Extract provided:

━━━━━━━━━━━━━━━━

The album's title is derived from a lyric at the end of "Perspective". In an interview with Upset, Cherry said that the album's title was "not a negative statement; it’s an appreciative statement of awareness. [...] It’s a little reminder that there’s worse out there, so appreciate where you are now and what you’ve got. It’s about the good and the bad equally having a shelf life."

== Release and promotion ==
On 13 July 2015, Svalbard announced the release of One Day All This Will End. On 31 July, they released a music video for "Disparity". On 27 August 2015, the band premiered "Unnatural Light" exclusively through the website of Terrorizer. The album was released through Holy Roar Records on 25 September 2015. The album's release was handled by Halo of Flies Records in the United States, and by Through Love Records in Germany. The album's first pressing through Holy Roar (limited to 1000 CDs and 495 vinyl LPs) sold out within days of its release. In April 2022, it was reissued through Church Road Records. In June 2022, Nuclear Blast Records acquired the worldwide rights to the album after Svalbard signed to the label.

In early March 2015, Svalbard toured the United Kingdom supporting Funeral for a Friend; in May, they toured Europe with We Never Learned to Live, before performing at the Temples Festival in Bristol. After playing a one-off show with Celeste in August, Svalbard performed various weekend shows across the United Kingdom from September to December 2015. On 5 February 2016, Svalbard released a music video for "Expect Equal Respect". From 20 May to 2 June 2016, the band toured Europe with Meek Is Murder. The band performed at the ArcTanGent festival in August 2016, and on the Terrorizer stage of the Damnation Festival in Leeds in November.

== Critical reception ==
One Day All This Will End was well received by critics. Mischa Pearlmann of Rock Sound said the album represented melodic hardcore "at its finest". Drowned in Sounds Benjamin Bland commented that although Svalbard's post-hardcore sound was "archetypal", the album's production and musical "nods to the purely visceral nature of hardcore at its best" separated the band from many of their stylistic contemporaries. Nik Young of Metal Hammer similarly praised its cohesive sound and Svalbard's ability to "morph opposing styles together to craft something fresh" without "being gratingly artistic".

━━━━━━━━━━━━━━━━

Dataset section:

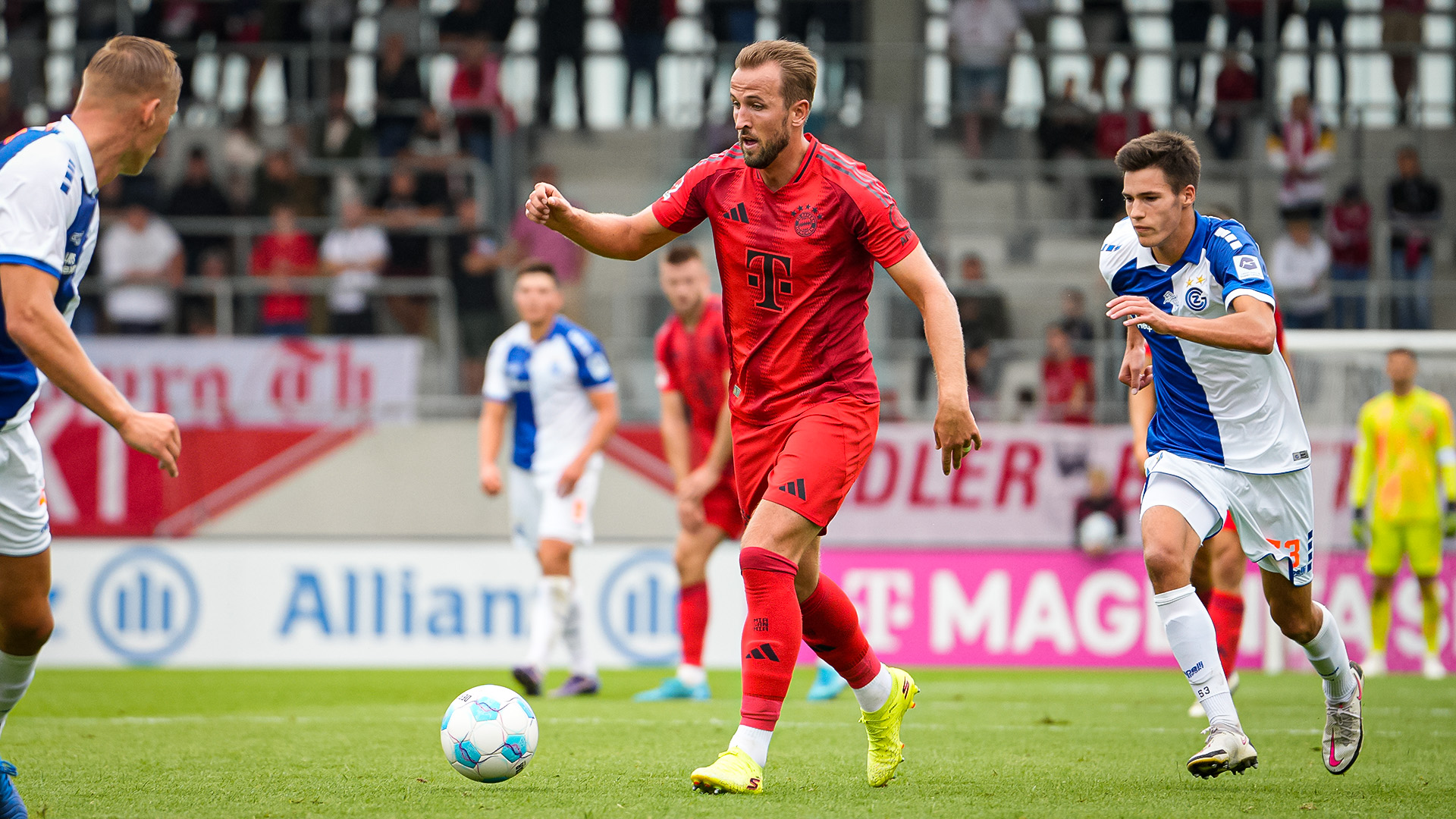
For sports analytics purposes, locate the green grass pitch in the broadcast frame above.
[0,669,1456,819]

━━━━━━━━━━━━━━━━

The task:
Continue the passage on One Day All This Will End from its last sentence. The data comes from a separate source and has no connection to the passage on One Day All This Will End.

Answer for the task:
Kez Whelan of Terrorizer highlighted Svalbard's improved songwriting and dynamics alongside its "thought-provoking lyrics", the latter which he felt "[added] an extra-dimension to what is undoubtedly one of the finest hardcore records of the year". Martin Schmidt of Ox-Fanzine praised its "consistent and always entertaining" blend of genres and ability to "to touch and equally destroy and build with its emotional power." Metal.de reviewer Herr Møller also praised the album's "emotional" and "haunting" delivery, particularly in regards to its vocals, but found its later tracks weak.

One Day All This Will End placed at number 45 on Metal Hammers year-end list of the 50 best albums of 2015.

Professional ratings
Review scores
| Source | Rating |
| Dead Press! | 9/10 |
| Drowned in Sound | 7/10 |
| Metal.de | 7/10 |
| Metal Hammer | Star Half star |
| Ox-Fanzine | Star |
| Rock Sound | 8/10 |
| Terrorizer | 9/10 |
| Upset | Star |

== Track listing ==
All lyrics are written by Serena Cherry; all music is composed by Svalbard.

| No. | Title | Length |
|---|---|---|
| 1. | "Perspective" | 5:06 |
| 2. | "Disparity" | 4:30 |
| 3. | "The Vanishing Point" | 4:01 |
| 4. | "Expect Equal Respect" | 4:03 |
| 5. | "Unrequited" | 4:28 |
| 6. | "The Damage Done" | 4:02 |
| 7. | "Unnatural Light" | 4:17 |
| 8. | "Lily" | 3:21 |
| Total length: |  | 33:51 |

== Personnel ==
Adapted from liner notes.

Svalbard
- Serena Cherry – lead guitar, vocals
- Liam Phelan – rhythm guitar, bass, vocals
- Tony James – bass (credited but did not perform)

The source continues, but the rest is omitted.